>> BEGIN EXERCISE INPUT

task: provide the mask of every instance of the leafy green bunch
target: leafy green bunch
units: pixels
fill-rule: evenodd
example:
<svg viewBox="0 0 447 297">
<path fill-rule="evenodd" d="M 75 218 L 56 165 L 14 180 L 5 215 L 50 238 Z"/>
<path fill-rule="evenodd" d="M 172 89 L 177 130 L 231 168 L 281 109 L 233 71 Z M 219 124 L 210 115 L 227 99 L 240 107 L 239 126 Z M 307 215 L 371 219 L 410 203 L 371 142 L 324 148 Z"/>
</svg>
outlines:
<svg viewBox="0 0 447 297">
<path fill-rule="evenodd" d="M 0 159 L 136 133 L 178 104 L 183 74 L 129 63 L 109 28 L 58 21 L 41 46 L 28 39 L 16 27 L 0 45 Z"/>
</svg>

>> END EXERCISE INPUT

▸ **EXERCISE OBJECTIVE**
Copy out the whole listing exactly; please set it all down.

▸ **COMPLETE OUTPUT**
task: provide the mask of every instance of the leafy green bunch
target: leafy green bunch
units: pixels
fill-rule: evenodd
example:
<svg viewBox="0 0 447 297">
<path fill-rule="evenodd" d="M 75 218 L 56 165 L 14 180 L 5 215 L 50 238 Z"/>
<path fill-rule="evenodd" d="M 172 89 L 177 130 L 231 168 L 281 109 L 233 71 Z M 219 124 L 210 115 L 227 99 L 240 107 L 239 126 Z M 307 215 L 371 219 L 410 203 L 371 142 L 324 148 Z"/>
</svg>
outlines:
<svg viewBox="0 0 447 297">
<path fill-rule="evenodd" d="M 0 159 L 136 133 L 178 104 L 183 74 L 129 63 L 109 28 L 58 21 L 41 46 L 28 39 L 16 27 L 0 45 Z"/>
</svg>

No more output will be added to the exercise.